(SOURCE RECORDS):
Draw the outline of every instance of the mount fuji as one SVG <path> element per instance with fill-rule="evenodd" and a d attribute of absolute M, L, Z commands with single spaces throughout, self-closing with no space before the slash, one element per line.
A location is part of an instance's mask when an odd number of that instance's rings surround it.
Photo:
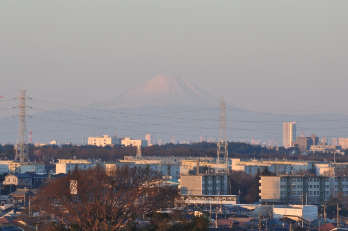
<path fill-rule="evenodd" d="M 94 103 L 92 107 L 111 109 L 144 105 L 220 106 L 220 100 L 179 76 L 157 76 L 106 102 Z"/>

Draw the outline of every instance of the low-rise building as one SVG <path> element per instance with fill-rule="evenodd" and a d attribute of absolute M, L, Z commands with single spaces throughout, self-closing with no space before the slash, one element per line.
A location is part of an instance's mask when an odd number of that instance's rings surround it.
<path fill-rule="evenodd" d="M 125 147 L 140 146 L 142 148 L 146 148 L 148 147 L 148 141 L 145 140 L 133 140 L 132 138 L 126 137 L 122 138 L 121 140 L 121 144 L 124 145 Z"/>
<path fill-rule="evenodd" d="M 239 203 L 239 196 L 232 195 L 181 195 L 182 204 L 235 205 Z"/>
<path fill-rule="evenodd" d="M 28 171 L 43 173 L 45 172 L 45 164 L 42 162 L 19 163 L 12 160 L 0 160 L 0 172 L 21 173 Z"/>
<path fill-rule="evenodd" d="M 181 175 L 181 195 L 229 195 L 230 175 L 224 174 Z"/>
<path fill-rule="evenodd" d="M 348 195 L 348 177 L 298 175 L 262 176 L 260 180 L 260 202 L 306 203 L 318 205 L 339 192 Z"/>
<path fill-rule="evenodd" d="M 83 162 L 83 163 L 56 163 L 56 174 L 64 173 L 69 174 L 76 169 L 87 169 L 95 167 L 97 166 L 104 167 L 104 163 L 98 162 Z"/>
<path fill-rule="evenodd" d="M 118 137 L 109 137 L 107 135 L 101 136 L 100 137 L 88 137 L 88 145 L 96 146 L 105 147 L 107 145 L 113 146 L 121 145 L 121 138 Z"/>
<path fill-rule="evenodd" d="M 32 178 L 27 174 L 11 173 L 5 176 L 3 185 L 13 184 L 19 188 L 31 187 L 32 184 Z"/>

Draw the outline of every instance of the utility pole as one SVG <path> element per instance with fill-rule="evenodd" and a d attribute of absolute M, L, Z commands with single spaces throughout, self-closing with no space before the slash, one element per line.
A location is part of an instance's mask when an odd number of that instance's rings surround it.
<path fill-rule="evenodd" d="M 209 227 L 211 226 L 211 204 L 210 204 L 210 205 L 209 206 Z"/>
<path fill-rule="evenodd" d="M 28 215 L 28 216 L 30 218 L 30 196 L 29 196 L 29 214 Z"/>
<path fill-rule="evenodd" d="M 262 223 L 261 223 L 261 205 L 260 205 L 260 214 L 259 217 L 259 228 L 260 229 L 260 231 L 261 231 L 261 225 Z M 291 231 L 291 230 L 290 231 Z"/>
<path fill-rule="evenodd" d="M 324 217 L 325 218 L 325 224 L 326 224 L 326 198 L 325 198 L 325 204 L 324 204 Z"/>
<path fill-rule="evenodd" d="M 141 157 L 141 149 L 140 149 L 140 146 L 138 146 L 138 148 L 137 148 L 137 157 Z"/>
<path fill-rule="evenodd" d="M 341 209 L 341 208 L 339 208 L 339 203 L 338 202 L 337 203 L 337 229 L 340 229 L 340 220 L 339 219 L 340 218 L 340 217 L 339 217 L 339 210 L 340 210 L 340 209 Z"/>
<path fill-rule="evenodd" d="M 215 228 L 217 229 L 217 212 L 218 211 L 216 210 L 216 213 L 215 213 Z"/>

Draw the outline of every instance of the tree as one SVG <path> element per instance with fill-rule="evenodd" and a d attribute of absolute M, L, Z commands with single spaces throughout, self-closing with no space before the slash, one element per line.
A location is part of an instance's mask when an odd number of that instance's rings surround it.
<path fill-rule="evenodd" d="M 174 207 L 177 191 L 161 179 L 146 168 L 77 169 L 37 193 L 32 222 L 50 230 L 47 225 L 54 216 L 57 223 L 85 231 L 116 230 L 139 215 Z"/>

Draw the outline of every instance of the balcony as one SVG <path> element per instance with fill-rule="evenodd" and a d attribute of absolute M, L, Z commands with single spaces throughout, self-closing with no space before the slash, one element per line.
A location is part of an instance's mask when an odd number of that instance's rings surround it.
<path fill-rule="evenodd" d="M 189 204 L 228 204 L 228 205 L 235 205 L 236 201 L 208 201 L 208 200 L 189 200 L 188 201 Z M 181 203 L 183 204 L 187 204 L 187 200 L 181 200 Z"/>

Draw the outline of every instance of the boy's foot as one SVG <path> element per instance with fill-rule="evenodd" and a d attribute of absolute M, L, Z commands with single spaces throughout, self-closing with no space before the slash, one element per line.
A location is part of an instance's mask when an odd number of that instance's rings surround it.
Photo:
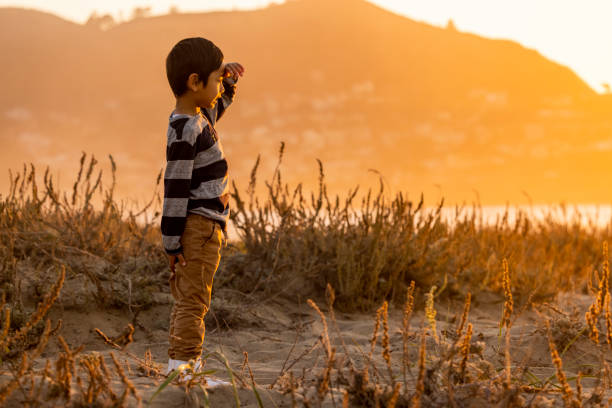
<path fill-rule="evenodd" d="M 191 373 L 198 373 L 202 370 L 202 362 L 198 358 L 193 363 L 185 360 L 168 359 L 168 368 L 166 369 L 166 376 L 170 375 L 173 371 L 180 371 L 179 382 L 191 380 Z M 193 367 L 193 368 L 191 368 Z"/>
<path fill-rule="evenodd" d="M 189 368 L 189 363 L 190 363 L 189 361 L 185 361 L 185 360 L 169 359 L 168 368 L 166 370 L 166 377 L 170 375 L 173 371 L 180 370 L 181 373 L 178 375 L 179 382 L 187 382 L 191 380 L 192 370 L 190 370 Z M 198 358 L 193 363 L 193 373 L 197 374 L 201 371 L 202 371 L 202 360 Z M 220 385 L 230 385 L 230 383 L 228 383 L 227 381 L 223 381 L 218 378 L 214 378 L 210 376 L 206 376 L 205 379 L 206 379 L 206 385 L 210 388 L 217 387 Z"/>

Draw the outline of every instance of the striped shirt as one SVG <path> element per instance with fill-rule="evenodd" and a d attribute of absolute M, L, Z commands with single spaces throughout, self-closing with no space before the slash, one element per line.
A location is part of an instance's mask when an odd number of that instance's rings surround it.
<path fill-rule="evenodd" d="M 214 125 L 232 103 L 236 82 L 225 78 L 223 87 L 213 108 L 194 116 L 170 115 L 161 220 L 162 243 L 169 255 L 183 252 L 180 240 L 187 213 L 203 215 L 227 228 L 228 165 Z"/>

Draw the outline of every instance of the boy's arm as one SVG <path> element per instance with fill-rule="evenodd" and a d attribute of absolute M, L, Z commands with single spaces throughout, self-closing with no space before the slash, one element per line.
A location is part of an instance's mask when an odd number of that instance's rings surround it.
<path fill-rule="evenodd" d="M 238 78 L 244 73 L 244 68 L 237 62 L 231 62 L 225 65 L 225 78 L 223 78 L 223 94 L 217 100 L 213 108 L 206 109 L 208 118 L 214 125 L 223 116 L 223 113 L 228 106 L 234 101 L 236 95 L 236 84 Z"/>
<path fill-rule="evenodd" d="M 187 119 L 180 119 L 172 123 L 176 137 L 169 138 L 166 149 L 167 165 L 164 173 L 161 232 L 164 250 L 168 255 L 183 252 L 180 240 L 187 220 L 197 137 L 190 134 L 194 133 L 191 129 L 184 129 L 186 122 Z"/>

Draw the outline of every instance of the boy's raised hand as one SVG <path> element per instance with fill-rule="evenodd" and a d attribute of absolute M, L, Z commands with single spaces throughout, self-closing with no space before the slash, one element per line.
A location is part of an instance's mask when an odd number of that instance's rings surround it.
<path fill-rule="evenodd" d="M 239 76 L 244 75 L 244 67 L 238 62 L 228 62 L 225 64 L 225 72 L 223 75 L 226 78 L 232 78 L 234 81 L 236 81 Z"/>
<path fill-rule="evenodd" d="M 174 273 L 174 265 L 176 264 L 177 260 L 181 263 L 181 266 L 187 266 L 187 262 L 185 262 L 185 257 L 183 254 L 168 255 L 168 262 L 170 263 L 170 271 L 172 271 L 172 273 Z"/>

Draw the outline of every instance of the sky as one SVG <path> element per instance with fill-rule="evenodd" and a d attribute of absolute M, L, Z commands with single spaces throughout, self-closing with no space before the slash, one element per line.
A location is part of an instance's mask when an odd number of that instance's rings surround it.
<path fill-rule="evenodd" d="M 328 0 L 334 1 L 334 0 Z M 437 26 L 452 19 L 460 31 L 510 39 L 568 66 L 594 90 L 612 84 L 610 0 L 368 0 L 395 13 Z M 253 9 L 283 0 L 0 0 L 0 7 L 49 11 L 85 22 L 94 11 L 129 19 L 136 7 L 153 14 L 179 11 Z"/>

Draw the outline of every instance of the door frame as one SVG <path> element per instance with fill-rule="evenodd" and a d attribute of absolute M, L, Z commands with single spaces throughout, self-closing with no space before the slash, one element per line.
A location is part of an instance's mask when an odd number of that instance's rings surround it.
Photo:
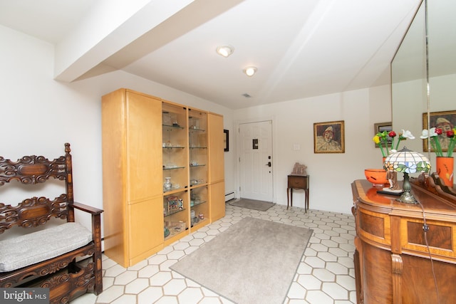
...
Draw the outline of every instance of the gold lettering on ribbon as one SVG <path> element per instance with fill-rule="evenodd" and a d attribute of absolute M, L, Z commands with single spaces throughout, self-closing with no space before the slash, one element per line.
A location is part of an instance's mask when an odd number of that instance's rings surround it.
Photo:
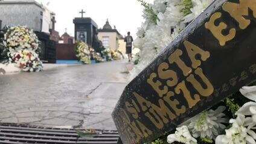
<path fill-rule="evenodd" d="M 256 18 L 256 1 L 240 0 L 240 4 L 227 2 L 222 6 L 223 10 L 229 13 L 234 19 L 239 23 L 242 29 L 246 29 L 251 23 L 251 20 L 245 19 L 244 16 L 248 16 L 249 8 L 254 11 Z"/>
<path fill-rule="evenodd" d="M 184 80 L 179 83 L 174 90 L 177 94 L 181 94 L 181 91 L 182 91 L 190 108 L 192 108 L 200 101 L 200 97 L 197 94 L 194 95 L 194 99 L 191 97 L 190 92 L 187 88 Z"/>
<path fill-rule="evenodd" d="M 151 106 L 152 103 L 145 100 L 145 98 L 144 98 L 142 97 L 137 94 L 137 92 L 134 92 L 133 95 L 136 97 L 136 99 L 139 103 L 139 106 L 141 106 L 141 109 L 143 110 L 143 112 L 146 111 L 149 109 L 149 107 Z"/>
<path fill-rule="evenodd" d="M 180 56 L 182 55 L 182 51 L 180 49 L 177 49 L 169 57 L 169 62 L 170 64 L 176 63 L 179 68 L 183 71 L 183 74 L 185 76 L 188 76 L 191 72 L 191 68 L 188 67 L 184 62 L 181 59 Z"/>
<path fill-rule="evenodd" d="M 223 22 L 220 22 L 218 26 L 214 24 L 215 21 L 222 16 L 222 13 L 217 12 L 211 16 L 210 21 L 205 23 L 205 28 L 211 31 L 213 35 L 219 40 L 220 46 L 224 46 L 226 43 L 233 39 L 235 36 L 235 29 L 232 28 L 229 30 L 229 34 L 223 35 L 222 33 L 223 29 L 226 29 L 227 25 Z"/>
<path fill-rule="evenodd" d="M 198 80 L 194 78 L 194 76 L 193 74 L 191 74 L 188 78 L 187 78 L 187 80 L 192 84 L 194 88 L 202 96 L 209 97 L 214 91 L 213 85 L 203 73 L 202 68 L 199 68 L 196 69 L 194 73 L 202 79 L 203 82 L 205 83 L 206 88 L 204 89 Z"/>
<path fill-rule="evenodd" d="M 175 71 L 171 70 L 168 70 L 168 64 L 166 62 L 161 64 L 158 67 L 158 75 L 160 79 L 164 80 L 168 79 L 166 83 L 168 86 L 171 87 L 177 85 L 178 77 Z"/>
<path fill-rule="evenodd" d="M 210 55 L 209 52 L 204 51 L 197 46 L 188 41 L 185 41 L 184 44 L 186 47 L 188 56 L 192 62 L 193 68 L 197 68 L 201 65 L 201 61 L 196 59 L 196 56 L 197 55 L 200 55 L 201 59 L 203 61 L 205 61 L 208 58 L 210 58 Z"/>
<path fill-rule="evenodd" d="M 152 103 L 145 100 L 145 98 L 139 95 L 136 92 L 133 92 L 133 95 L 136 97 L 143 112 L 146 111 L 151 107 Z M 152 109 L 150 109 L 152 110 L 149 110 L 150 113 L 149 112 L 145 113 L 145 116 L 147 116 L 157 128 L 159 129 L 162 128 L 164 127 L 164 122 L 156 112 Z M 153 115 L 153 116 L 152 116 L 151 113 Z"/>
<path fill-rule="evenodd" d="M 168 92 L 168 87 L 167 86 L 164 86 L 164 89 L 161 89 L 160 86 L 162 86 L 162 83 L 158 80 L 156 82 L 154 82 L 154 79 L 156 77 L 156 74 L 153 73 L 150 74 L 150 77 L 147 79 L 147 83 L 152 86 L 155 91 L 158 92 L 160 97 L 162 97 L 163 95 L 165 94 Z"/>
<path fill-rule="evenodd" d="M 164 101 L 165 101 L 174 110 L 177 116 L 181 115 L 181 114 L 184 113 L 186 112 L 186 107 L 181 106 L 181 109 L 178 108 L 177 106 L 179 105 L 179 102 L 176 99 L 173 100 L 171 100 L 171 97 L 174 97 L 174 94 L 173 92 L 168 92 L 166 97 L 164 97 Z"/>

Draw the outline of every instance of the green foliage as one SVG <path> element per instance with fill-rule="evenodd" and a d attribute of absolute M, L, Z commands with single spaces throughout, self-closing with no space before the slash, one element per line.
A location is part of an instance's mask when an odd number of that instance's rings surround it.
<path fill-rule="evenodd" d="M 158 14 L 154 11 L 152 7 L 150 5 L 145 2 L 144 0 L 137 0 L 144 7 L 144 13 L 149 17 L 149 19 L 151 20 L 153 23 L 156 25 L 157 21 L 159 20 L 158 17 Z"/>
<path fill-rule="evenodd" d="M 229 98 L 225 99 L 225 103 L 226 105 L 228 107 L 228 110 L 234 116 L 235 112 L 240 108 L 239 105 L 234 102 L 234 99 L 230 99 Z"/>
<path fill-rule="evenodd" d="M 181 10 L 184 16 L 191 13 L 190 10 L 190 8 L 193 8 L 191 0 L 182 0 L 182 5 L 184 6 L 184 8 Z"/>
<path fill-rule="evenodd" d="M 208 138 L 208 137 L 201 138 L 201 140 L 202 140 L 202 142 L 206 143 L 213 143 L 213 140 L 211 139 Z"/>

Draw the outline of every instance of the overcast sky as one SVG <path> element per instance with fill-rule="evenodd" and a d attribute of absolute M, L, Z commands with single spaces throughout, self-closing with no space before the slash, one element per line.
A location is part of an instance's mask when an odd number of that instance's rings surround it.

(DIRECTION):
Rewrite the rows from the line with "Draw the outline of every instance of the utility" to the line with "28 215 L 28", putting "telephone pole" in place of "utility pole" and keeping everything else the same.

(FULL ANSWER):
Draw the outline of every instance of the telephone pole as one SVG <path> element per instance with fill-rule="evenodd" and a d attribute of absolute M, L, Z commands with single spaces throughout, self-closing with no space before the slash, one element per line.
A location is part of an instance's mask when an odd number of that instance's rings surround it.
<path fill-rule="evenodd" d="M 209 227 L 211 226 L 211 204 L 210 204 L 210 205 L 209 206 Z"/>
<path fill-rule="evenodd" d="M 28 215 L 28 216 L 30 218 L 30 196 L 29 196 L 29 214 Z"/>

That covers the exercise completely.